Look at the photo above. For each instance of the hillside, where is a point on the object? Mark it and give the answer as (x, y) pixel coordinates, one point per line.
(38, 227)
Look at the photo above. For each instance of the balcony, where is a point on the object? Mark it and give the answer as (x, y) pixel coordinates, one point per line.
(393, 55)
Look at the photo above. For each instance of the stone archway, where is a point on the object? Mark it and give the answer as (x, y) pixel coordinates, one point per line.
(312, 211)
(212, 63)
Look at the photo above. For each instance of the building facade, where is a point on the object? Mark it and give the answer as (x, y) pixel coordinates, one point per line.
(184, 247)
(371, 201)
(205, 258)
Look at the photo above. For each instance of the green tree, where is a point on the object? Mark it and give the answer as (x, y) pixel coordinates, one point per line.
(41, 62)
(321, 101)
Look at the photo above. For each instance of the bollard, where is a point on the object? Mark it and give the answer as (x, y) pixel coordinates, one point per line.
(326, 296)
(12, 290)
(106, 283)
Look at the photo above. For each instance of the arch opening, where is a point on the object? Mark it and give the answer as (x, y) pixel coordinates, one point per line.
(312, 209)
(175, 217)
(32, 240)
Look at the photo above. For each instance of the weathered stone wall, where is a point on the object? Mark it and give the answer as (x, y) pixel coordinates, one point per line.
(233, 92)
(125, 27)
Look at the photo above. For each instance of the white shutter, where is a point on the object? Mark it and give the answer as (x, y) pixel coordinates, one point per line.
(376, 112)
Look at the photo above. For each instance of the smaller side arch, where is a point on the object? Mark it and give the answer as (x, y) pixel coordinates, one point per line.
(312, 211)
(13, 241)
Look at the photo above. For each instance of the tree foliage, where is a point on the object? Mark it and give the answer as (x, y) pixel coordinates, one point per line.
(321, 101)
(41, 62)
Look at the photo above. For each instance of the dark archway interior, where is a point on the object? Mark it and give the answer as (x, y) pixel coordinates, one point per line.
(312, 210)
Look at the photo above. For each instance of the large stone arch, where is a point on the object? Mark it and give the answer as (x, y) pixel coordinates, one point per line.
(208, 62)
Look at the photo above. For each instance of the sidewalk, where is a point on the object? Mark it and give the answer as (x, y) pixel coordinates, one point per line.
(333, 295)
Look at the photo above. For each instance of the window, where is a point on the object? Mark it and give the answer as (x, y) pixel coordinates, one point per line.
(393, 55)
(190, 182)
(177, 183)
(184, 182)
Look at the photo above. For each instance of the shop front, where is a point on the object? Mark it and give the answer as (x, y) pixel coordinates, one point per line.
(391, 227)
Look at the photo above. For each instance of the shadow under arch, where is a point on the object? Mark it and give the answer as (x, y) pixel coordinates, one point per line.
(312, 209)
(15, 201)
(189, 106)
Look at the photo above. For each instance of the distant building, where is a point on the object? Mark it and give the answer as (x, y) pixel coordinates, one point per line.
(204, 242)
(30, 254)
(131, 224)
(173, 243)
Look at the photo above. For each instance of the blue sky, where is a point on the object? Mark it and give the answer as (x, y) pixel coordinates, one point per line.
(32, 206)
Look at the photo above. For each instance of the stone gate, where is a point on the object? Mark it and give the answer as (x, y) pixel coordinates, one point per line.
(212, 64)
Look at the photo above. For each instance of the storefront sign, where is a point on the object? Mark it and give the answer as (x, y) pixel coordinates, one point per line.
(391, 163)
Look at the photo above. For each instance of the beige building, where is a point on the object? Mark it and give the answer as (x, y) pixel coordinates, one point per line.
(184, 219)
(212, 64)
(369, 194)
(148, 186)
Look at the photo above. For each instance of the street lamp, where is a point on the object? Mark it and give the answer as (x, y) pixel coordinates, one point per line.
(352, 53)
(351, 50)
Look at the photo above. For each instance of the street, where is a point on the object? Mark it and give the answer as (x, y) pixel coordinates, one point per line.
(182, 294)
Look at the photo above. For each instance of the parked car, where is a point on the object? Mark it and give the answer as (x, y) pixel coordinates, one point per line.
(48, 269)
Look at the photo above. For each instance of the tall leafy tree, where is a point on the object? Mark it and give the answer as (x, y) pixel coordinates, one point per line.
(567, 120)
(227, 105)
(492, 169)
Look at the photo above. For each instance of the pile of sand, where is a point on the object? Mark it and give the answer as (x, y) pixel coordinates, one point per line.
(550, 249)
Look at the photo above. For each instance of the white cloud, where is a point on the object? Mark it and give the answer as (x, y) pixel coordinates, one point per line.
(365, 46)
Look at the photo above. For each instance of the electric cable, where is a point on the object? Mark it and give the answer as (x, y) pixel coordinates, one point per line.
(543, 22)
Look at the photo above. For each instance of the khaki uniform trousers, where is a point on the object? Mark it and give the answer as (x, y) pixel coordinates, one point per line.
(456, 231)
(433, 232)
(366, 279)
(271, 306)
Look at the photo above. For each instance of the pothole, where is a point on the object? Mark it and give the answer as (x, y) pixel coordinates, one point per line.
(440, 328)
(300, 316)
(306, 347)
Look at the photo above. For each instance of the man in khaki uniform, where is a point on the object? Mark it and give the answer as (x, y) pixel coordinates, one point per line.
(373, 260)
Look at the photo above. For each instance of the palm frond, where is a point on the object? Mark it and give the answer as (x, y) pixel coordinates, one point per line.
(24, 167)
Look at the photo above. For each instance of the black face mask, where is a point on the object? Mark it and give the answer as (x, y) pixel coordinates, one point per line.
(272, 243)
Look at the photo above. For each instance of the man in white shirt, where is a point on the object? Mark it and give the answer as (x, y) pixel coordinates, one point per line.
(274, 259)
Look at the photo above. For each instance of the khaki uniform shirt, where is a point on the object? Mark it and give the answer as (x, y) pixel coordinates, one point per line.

» **Set exercise**
Repeat the material in full, exactly as it stands.

» **Solution to the problem**
Look at the photo above. For each instance of the hillside, where is a point on the object? Mark it and give the answer as (x, y) pixel coordinates, one point per line.
(38, 227)
Look at the photo above. For each instance of the balcony, where is a point on the object? Mark it and give the answer as (x, y) pixel coordinates, one point per line.
(393, 55)
Look at the photo above. For each instance of the stone archway, where is a point on the object? Mark it and give the answer as (x, y) pixel coordinates, one point per line.
(312, 211)
(212, 63)
Look at the photo above. For each instance of the building facade, where is a point on the object? Mark it and give the answer as (x, y) pixel coordinates, one point per line.
(184, 247)
(371, 201)
(205, 258)
Look at the photo above. For each instance of the green tree, where is a point on the object? Mark it and give the answer as (x, y) pixel coordinates, one point per line.
(41, 62)
(321, 101)
Look at the photo above. For each instance of the bollard, where is a point on the object? Mark it and give the answer as (x, y) pixel coordinates, one point per line.
(326, 296)
(12, 290)
(106, 283)
Look at the photo above. For each instance of the arch opening, where is a point on the object? Mark it and give the answer as (x, y) pixel coordinates, one point per line.
(312, 209)
(175, 217)
(32, 240)
Look at the photo above. For each instance of the weathered stone wall, where is a point on the object? Mark it and give the answer as (x, y) pixel coordinates, one point per line.
(233, 92)
(125, 27)
Look at the photo above. For each instance of the white shutter, where is a point on the object? Mark it and give the answer as (x, y) pixel coordinates, one point per line.
(376, 112)
Look at the photo above. For each instance of the smaller side arch, where is a point on the object? Mark it and give the answer as (x, y) pixel coordinates, one point per line.
(312, 211)
(13, 241)
Look at the photo above. For each instance of the tree foliage, where is a point on the object? Mark it and give the answer as (x, y) pixel coordinates, one point per line.
(321, 101)
(41, 62)
Look at the photo above. For each instance of the dark archway interior, where is a point on the object? Mark it and give the answer as (x, y) pixel coordinates, one point per line.
(312, 210)
Look at the photo above. For each instance of the large stone arch, where is a point on the object? Mark it and give the answer as (x, y) pixel coordinates, one point per line.
(208, 62)
Look at the photo above. For each instance of the sidewalk, where is a point on the object? Mark it and give the answer as (x, y) pixel coordinates, one point per line.
(333, 295)
Look at the photo above. For each instance of the window, where is a point on the object? Mark it and give the answer as (x, y) pixel coordinates, one point per line.
(393, 55)
(190, 182)
(177, 183)
(184, 182)
Look at the photo above. For each instance of the shop front, where is a point on the object? Mark it and give the answer as (x, y) pixel coordinates, one point per line.
(391, 227)
Look at the photo above. For each instance of the shadow under arch, where is a point on the object? Mark it and give the answer as (x, y) pixel coordinates, one point per line.
(312, 209)
(15, 201)
(189, 106)
Look at the photo above. For each instance of the distant building, where is a point on the object? Mark it and give the answer as (x, y) pixel coordinates, one point per line.
(204, 242)
(30, 254)
(131, 224)
(173, 243)
Look at the photo above. For each instance of the blue sky, where is a point on the object? Mark it and give the answer as (x, y) pixel coordinates, one point per line.
(32, 206)
Look at the photo above. For each instance of the stone gate, where is a point on the object? Mark it and give the answer as (x, y) pixel coordinates, one point per line.
(212, 64)
Look at the photo above. For each instance of the storefront sign, where is a point on the object? Mark it and give the answer as (x, y) pixel coordinates, one point per line.
(391, 163)
Look at the photo above. For each instance of the beige building, where is a point on the object? Mark it and give the answer as (x, y) pixel coordinates, one point per line.
(184, 219)
(212, 64)
(369, 194)
(148, 186)
Look at the photo above. For each instance of the street lamp, where is a point on the object? Mark it and give the answer as (x, y) pixel coordinates, one point per line.
(352, 53)
(351, 50)
Look at the photo above. For each instance of the street, where is a point on the object? Mark it and give the answer as (x, y) pixel coordinates, one point per line.
(182, 294)
Look at the photo above. For each instance of the parked car, where is a point on the object? Mark it and give the answer as (x, y) pixel coordinates, one point per line.
(48, 269)
Look at the photo above. For each instance of the tall leafy tree, where is a point on the object? Mark it and give the answer as (x, y) pixel coordinates, one point per line.
(567, 120)
(227, 105)
(492, 169)
Look at the photo above. For each instance of the pile of sand, where is a point on the object? Mark it and give the answer as (x, y) pixel coordinates, one point per line.
(550, 249)
Look at the photo above. For each instance of the white cloud, where is a point on the object? Mark it and give the answer as (x, y) pixel coordinates, one point per line.
(365, 46)
Look at the photo above. For each instance of the electric cable, where is a point on the object? Mark it and give the answer as (x, y) pixel coordinates, one point per line.
(543, 22)
Look at the photo above. For each instance of the khaki uniform trousers, where is a point on the object? Mark it and give the answer as (x, y) pixel coordinates, one point per line.
(456, 231)
(433, 232)
(366, 279)
(271, 306)
Look at the photo above. For each instance of the pothole, where is a point on the object? Mark it and give the answer as (x, y) pixel coordinates, one point per line.
(440, 328)
(300, 316)
(306, 347)
Look at the photo above. For each instance of the man in khaki uniform, where is a point on the object? Mark it and give the answer as (x, y) pixel coordinates, one point per line.
(373, 260)
Look at the photo above. For each instance of the palm frond, where is a point on the object? Mark it and give the answer as (x, y) pixel coordinates, one point per line.
(24, 167)
Look at the photo above. For each instance of the black face mask, where is a point on the object? Mark it and give the answer as (x, y) pixel coordinates, one point per line.
(272, 243)
Look at the photo above. For each instance of the man in white shirt, where is a point on the object? Mark it and give the answer as (x, y) pixel coordinates, one point per line.
(274, 259)
Look at the photo above. For each instance of the khaki uniform shirt, where is a point on the object? Mark it and give the answer as (x, y) pixel coordinates, one point per line.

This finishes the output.